Problem to solve: Please set down, unchanged, the line containing "For every instance of the sky" and all the lines that follow it until the data below ends.

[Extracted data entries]
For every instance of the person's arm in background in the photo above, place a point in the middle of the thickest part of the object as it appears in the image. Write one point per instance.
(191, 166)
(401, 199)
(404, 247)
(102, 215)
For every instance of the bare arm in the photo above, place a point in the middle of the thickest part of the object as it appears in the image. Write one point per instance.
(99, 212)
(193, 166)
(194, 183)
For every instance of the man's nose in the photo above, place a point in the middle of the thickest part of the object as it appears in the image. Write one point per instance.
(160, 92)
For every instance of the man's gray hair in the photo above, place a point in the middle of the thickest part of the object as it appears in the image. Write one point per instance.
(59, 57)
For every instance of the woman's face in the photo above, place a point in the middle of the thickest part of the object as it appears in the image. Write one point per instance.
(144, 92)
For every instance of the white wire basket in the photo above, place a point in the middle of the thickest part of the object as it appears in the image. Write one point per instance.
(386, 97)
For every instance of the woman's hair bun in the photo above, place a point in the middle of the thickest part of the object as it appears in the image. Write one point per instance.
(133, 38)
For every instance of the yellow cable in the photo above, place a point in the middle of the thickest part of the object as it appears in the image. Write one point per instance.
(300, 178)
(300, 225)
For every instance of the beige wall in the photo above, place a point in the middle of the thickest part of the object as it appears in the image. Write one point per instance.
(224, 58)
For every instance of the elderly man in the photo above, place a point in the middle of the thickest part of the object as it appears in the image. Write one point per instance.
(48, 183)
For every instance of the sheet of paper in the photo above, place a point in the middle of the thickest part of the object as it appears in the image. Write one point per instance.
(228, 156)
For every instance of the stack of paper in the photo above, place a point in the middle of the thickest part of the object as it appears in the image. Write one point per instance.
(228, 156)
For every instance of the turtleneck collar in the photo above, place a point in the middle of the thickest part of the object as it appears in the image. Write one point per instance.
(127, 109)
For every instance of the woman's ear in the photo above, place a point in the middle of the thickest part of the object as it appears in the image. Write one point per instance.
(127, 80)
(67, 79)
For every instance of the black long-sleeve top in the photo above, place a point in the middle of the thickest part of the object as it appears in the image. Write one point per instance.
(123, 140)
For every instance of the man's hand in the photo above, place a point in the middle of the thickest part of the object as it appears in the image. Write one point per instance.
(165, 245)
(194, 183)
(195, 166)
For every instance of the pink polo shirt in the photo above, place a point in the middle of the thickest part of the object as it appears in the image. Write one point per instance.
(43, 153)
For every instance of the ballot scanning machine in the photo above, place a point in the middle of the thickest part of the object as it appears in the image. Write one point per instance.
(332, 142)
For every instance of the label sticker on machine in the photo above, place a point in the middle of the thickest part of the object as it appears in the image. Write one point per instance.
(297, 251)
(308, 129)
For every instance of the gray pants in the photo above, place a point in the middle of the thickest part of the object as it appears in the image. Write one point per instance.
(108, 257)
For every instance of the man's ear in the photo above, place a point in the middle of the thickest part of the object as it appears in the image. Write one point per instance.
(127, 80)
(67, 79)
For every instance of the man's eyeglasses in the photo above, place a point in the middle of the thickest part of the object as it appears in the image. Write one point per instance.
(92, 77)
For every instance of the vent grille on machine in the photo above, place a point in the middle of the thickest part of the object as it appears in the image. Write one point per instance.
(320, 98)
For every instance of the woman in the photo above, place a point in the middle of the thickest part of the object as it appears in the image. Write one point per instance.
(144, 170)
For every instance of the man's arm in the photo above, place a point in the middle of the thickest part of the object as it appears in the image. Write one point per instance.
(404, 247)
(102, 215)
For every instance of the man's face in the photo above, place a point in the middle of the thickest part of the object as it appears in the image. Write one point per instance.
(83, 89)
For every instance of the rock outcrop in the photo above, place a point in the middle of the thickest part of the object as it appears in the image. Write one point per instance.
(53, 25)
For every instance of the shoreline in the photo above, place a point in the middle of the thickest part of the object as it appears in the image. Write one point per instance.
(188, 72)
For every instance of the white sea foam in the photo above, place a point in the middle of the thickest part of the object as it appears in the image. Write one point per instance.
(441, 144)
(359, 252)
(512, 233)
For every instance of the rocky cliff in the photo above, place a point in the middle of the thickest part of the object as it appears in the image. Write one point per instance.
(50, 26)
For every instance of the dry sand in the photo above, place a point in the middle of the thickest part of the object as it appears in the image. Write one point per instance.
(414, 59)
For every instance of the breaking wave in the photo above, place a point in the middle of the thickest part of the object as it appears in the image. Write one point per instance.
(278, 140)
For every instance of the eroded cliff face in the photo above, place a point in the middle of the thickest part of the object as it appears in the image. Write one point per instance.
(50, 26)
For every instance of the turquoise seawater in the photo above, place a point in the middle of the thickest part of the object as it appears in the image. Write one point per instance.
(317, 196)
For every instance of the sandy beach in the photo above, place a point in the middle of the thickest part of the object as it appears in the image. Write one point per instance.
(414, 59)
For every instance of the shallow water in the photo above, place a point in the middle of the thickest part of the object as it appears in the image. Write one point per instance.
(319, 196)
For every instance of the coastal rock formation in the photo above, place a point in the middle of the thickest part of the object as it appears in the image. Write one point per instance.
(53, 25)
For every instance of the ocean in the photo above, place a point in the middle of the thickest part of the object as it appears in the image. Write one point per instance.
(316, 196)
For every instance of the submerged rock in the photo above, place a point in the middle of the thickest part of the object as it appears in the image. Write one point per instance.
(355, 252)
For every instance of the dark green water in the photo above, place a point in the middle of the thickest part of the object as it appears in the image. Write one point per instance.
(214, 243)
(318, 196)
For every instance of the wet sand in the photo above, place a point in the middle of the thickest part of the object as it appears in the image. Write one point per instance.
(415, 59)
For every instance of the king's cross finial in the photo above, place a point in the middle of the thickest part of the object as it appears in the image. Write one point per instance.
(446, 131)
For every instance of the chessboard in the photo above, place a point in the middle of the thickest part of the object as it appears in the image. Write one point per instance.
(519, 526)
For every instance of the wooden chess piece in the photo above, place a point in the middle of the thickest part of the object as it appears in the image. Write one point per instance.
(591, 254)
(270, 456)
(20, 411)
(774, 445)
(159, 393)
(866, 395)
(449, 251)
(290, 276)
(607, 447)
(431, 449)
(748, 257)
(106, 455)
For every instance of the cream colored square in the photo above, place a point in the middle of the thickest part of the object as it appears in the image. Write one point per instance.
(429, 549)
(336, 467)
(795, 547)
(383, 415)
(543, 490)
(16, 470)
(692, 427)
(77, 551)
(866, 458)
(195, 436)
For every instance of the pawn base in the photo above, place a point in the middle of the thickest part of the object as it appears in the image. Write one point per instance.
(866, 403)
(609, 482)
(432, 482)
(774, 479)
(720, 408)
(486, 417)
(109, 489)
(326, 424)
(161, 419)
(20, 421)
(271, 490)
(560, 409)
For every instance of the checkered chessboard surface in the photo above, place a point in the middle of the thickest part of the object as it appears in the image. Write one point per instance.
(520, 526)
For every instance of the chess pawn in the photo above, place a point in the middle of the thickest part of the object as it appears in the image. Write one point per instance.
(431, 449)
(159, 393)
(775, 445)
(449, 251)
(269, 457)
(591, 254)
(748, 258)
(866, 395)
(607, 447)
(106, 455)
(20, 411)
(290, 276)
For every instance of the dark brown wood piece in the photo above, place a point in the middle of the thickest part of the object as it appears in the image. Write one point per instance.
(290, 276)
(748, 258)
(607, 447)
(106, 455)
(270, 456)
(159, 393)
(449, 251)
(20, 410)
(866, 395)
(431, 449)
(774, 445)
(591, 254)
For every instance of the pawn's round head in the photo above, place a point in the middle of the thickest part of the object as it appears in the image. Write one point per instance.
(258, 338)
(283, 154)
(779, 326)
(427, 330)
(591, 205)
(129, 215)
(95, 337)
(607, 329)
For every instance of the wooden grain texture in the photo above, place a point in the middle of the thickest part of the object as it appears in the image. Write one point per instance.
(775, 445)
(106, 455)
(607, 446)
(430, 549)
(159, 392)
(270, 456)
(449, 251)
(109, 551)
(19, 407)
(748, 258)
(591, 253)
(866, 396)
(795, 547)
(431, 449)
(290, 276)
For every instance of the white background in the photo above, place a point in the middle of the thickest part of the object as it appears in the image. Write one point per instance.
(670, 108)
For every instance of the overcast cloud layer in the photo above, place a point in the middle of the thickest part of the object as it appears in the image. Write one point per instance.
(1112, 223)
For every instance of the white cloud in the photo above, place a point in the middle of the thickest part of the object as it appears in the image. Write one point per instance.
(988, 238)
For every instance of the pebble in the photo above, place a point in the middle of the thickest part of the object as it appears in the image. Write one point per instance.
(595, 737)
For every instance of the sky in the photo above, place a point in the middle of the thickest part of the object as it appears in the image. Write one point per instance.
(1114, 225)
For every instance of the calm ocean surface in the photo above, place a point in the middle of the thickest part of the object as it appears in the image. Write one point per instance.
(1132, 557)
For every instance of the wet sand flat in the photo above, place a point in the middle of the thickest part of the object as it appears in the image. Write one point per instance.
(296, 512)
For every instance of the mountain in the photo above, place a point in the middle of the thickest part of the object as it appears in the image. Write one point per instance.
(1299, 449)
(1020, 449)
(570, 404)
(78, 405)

Solution to this task:
For every instance of the sky in the photo above, place a point in the middle of the thickest part of the object as it appears in the image. Write one point per instance.
(1114, 225)
For every instance of the calm ocean surface in the photo above, place a point in the middle of the thickest part of the object as it appears in the image. Write one point per instance.
(1132, 557)
For every instance of the wet sand flat in the photo above, place a point in the middle of the thickest part of the object as it appears in the image. Write one point per instance.
(296, 512)
For every instance of the mountain in the photo above, place a point in the middle of the thickest part of the object as it appears in the image. Write one point per instance.
(1299, 449)
(1020, 449)
(570, 404)
(78, 405)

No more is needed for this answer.